Records provided:
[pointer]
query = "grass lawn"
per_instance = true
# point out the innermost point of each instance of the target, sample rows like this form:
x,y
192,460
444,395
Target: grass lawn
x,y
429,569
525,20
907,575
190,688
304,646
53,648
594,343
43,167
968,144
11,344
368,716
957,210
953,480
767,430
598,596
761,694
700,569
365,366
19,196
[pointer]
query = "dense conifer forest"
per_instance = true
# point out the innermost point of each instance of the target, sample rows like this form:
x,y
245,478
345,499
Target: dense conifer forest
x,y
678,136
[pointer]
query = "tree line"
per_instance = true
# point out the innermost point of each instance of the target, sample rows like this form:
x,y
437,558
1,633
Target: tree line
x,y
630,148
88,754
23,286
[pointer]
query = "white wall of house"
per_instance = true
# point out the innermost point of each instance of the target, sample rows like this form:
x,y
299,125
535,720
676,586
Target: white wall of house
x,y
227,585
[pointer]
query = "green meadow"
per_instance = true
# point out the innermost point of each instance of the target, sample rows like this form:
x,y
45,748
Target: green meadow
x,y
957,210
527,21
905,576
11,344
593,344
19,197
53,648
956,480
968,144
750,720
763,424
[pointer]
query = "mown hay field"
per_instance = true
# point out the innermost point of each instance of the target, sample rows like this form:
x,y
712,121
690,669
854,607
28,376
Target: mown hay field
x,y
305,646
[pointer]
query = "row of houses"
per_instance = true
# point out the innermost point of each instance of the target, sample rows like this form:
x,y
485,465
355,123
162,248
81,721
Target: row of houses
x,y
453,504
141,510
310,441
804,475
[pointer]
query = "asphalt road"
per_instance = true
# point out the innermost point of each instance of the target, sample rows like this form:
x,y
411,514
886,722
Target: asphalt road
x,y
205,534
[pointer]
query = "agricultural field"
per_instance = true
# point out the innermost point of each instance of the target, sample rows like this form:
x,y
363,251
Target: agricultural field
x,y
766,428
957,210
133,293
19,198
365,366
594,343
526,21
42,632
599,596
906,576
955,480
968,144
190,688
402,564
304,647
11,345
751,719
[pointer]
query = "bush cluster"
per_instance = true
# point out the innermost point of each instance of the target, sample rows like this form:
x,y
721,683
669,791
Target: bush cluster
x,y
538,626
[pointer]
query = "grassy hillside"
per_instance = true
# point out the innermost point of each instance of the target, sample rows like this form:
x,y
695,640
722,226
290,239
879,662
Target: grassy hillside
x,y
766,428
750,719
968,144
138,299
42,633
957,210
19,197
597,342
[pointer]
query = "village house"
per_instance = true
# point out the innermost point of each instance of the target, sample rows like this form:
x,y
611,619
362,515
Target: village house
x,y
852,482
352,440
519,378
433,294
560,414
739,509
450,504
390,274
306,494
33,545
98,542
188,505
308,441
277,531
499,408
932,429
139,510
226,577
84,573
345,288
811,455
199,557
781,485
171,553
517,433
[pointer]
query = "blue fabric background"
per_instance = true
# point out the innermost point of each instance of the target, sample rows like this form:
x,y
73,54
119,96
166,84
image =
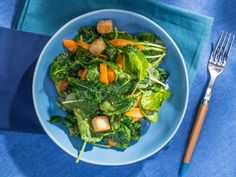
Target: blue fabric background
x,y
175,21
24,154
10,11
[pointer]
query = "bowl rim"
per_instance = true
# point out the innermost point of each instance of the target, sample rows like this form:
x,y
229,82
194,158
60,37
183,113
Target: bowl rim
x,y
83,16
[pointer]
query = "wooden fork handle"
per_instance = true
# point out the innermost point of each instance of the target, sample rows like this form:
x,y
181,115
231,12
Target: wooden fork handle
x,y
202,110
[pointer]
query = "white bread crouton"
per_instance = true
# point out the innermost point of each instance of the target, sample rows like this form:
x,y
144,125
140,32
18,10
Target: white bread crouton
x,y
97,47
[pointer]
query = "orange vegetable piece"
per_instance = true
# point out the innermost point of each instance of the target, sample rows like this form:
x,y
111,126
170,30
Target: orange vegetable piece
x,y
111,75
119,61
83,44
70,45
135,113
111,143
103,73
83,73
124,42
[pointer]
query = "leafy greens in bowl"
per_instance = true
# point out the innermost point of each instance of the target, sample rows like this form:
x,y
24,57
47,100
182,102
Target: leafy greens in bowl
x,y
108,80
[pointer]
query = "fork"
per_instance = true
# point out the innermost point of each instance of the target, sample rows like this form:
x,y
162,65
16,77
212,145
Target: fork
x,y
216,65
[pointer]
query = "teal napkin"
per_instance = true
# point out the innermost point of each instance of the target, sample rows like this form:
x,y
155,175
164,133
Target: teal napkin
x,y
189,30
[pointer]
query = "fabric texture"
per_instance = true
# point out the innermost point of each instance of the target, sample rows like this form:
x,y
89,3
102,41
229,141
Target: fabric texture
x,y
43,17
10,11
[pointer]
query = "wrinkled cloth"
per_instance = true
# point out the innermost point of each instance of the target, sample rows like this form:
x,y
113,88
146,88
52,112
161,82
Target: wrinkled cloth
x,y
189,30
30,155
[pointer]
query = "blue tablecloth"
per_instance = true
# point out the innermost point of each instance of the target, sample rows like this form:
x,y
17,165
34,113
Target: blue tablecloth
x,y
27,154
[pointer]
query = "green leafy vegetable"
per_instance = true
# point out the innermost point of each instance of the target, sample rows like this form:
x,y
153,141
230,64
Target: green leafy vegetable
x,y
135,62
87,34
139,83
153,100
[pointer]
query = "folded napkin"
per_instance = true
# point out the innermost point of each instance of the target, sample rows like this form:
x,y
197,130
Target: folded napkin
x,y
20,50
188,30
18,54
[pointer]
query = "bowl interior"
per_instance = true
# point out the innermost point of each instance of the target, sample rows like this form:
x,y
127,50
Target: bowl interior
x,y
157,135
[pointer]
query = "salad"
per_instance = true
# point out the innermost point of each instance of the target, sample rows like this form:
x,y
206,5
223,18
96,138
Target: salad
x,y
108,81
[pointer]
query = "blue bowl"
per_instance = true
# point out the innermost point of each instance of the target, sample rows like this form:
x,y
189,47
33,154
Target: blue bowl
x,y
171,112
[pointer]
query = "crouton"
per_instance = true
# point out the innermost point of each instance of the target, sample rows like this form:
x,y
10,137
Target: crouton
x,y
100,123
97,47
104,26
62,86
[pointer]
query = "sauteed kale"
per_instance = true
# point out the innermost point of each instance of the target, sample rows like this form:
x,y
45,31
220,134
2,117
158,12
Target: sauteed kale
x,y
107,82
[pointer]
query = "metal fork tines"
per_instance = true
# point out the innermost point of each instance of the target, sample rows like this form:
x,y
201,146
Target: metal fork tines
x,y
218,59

Aim of the task: Repeat all entries exactly. Skip the pictures.

Expected answer:
[pointer]
query = "grass lawn"
per_instance = true
# point out the innermost point of each instance of the target, sample rows like this form:
x,y
192,460
444,395
Target: grass lawn
x,y
429,569
525,20
907,575
190,688
304,646
53,648
594,343
43,167
968,144
11,344
368,716
957,210
953,480
767,430
598,596
761,694
700,569
365,366
19,196
[pointer]
query = "dense conifer forest"
per_instance = true
# point out the innermost point of each instance of the target, sample rows like this form:
x,y
245,478
345,499
Target: dense conifer forest
x,y
678,136
[pointer]
query = "tree line"
per_instance = true
# point out the innermost point of each instance of the target, sample rows like this form:
x,y
437,558
1,633
Target: tree line
x,y
630,148
88,754
23,286
[pointer]
query = "white wall of house"
per_instance = true
# point out the innermost point of each instance of the target, sample rows like this form:
x,y
299,125
535,720
676,586
Target: white wall of house
x,y
227,585
[pointer]
query = "green meadow"
per_instance = true
# point out the innermost point of each instance of the target, sample rows like this form:
x,y
45,748
Target: green meadow
x,y
957,210
527,21
905,576
11,344
593,344
19,197
53,648
956,480
968,144
750,720
763,424
[pointer]
query = "mown hay field"
per_instance = true
# point out the innermost point of each instance of the target, sample rows like this form:
x,y
712,121
690,669
854,607
28,376
Target: mown hay field
x,y
305,646
[pointer]
query = "row of houses"
per_instance = true
# point out the innermost point of each instance of the target, sample rows like this form:
x,y
485,465
355,123
162,248
81,721
Target: row of houses
x,y
453,504
141,510
310,441
804,475
[pointer]
query = "asphalt road"
per_instance = true
# point out the innermost point of each instance of the target, sample rows like this form:
x,y
411,514
886,722
Target: asphalt road
x,y
205,534
[pointer]
query = "agricultural field"
per_instance = true
# point out the innermost point of each instance of the target, sample rows like this form:
x,y
363,251
Target: agricultural field
x,y
766,428
957,210
133,293
19,198
365,366
594,343
526,21
42,632
599,596
906,576
955,480
968,144
190,688
402,564
304,647
11,345
751,719
[pointer]
query = "bush cluster"
per_instance = true
# point out the innermost point of each instance of the target, sample rows like this form:
x,y
721,683
669,791
Target: bush cluster
x,y
538,626
[pointer]
query = "grassy hillside"
per_instance = true
# point out the innermost point of each instance of the target, sample rows like this form:
x,y
695,640
722,226
290,239
879,662
Target: grassy hillside
x,y
766,428
750,719
968,144
138,299
42,633
957,210
19,197
597,342
[pointer]
query = "village house"
per_instance = true
# point out the innermost point of each instance of the target, sample rows like this form:
x,y
611,619
362,515
Target: village house
x,y
852,482
352,440
519,378
433,294
560,414
739,509
450,504
390,274
306,494
33,545
98,542
188,505
308,441
277,531
499,408
932,429
139,510
226,577
84,573
345,288
811,455
199,557
781,485
171,553
517,433
[pointer]
query = "blue fabric background"
per_instance = true
# point out the innermost point of each instance of the target, sample rows like this form:
x,y
73,54
119,96
166,84
image =
Target: blue fabric background
x,y
175,21
24,154
10,11
[pointer]
query = "bowl rim"
per_instance = true
# point out the innermost point of each instance of the target, sample rows like this form:
x,y
229,82
194,158
60,37
183,113
Target: bowl rim
x,y
83,16
[pointer]
query = "wooden fork handle"
per_instance = true
# point out the innermost point of each instance of the target, sample rows like this form:
x,y
181,115
231,12
Target: wooden fork handle
x,y
202,110
[pointer]
query = "white bread crouton"
per_instance = true
# point out the innermost point of each instance of the target, sample rows like this form:
x,y
144,125
140,32
18,10
Target: white bread crouton
x,y
97,47
[pointer]
query = "orange vegetable piece"
per_instance = true
# point out the innermost point of each instance of the target, sample rows like this form:
x,y
111,126
170,30
Target: orange vegetable piece
x,y
111,75
119,61
83,44
70,45
135,113
111,143
103,73
83,73
124,42
[pointer]
query = "leafy greens in bowl"
per_instance = true
# point out the innermost point of each instance of the target, sample rows like this form:
x,y
24,57
47,100
182,102
Target: leafy greens in bowl
x,y
108,80
[pointer]
query = "fork"
per_instance = true
# point out the innermost point of each instance of the target, sample rows like this form:
x,y
162,65
16,77
212,145
Target: fork
x,y
216,65
[pointer]
query = "teal napkin"
per_instance = true
# point out the innermost point of each instance of the target, sample rows like this form:
x,y
155,175
164,133
Target: teal napkin
x,y
189,30
[pointer]
query = "fabric texture"
per_instance = true
# point out the innermost point of each instance of the target, sample rows like this form:
x,y
89,3
102,41
229,141
Target: fabric texture
x,y
43,17
10,11
[pointer]
query = "wrinkled cloth"
per_instance = true
# point out the innermost point of each instance of the target, sample rows like this form:
x,y
113,88
146,88
52,112
161,82
Target: wrinkled cloth
x,y
189,30
30,155
[pointer]
query = "blue tablecloth"
per_instance = true
# point out the innermost point of each instance of the target, sample rows like this form:
x,y
17,165
34,113
Target: blue tablecloth
x,y
27,154
[pointer]
query = "green leafy vegetable"
per_instance = true
# point out the innermost point of each instance of the target, sample rows like this form:
x,y
153,141
230,64
Target: green leafy vegetable
x,y
135,62
87,34
139,83
153,100
[pointer]
query = "folded napkin"
per_instance = true
# point out the innermost point of each instance of the target, sample rows like this form:
x,y
197,130
Target: folded napkin
x,y
20,50
188,30
18,54
[pointer]
query = "bowl interior"
per_instance = true
# point out the innermost point of each instance of the target, sample rows like this form:
x,y
127,50
Target: bowl interior
x,y
157,135
[pointer]
query = "salad"
per_instance = true
# point out the innermost point of each instance of the target, sample rows like this form:
x,y
206,5
223,18
96,138
Target: salad
x,y
108,81
[pointer]
query = "blue bowl"
per_instance = true
# point out the innermost point of each instance of the target, sample rows like this form:
x,y
189,47
33,154
Target: blue bowl
x,y
171,112
[pointer]
query = "crouton"
per_instance = true
# point out the innermost point of each instance of the target, sample rows like this form:
x,y
10,137
Target: crouton
x,y
100,123
97,47
104,26
62,86
[pointer]
query = "sauteed kale"
per_instance = true
# point out the innermost point of each instance of the target, sample rows like this form:
x,y
45,31
220,134
2,117
158,12
Target: sauteed kale
x,y
107,82
[pointer]
query = "metal fork tines"
per_instance = true
# point out the innermost point of each instance of the target, sample rows like this form:
x,y
201,146
Target: metal fork tines
x,y
218,59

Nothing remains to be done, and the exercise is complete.